===== Reading passage =====

In [1]:
import torch
from torch import nn

## LeNet-5
> 99.2% acc, 5/6 layers

* INPUT (32*32) -\[convolutions\]-> C1: feature maps (6@28*28) -\[subsampling\]-> S2: feature maps (6@14*14) -\[convolutions\]-> C3: feature maps (16@10*10) -\[subsampling\]-> S4: feature maps (16@5*5) -\[full connection\]-> C5: layer(120) -\[full connection\]-> F6: layer (84) -\[Gaussian connection\]-> OUTPUT (10)

## AlexNet
> GTX 580 (3GB*2), 11*11, 8 layers

* Similar framework to LeNet but:
    * Max pooling, ReLU nonlinearity
    * More data and bigger model (7 hidden layers, 650K units, 60M parameters)
    * GPU implementation (50x speedup over CPU) - Trained on two GPUs for a week
    * Dropout regularization
    > A. Krizhevsky, I. Sutskever, and G. Hinton

## VGG
> 3x3, 1x1, 11-19 layers

* Sequence of deeper networks trained progressively
* Large receptive fields replaced by successive layers of 3*3 convolutions (with ReLU in between)
* One 7*7 convolutions layer with C feature maps needs 49C^2 weights, three 3*3 convolutions layers need only 27C^2 weights
* Experimented with 1*1 convolutions
>> K. Simonyan and A. Zisserman

## GoogLeNet
> 1st in 2014 ILSVRC, 22layers

* Previous layer -{1*1 convolutions, 3*3 convolutions, 5*5 convolutions, 3*3 max pooling}-> Filter concatenation
>> C.Szegedy et al.

### Stack more layers?
> CIFAR-10 experiments

## ResNet
> 152 layers, ILSVRC 2015

* The residual module
    * Introduce skip or shortcut connections (existing before in various forms in literature)
    * Make it easy for network layers to represent the identity mapping
    * For some reason, need to skip at least two layers
    
>> Kaiming He, Xiangyu Zhang, Shaoqing Ren, and Jian Sun

* Deeper residual module (bottleneck)

===== Data =====

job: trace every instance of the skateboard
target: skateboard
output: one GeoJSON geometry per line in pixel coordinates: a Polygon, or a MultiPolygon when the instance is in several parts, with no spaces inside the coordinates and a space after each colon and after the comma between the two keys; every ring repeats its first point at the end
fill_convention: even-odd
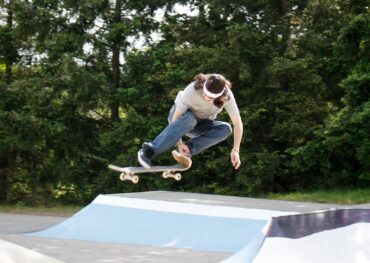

=====

### Goals
1. Restate the CNN architecture notes word for word, beginning at the words "## GoogLeNet" and stopping after "C.Szegedy et al.".
2. Answer these questions from the CNN architecture notes.
(a) How many parameters does AlexNet have?
(b) In VGG, how many weights do three layers of 3*3 convolutions need?
(c) How many layers does ResNet have?
The lines are not needed for this work.

### Results
1.
## GoogLeNet
> 1st in 2014 ILSVRC, 22layers

* Previous layer -{1*1 convolutions, 3*3 convolutions, 5*5 convolutions, 3*3 max pooling}-> Filter concatenation
>> C.Szegedy et al.

2.
(a) 60M parameters.
(b) 27C^2 weights.
(c) 152 layers.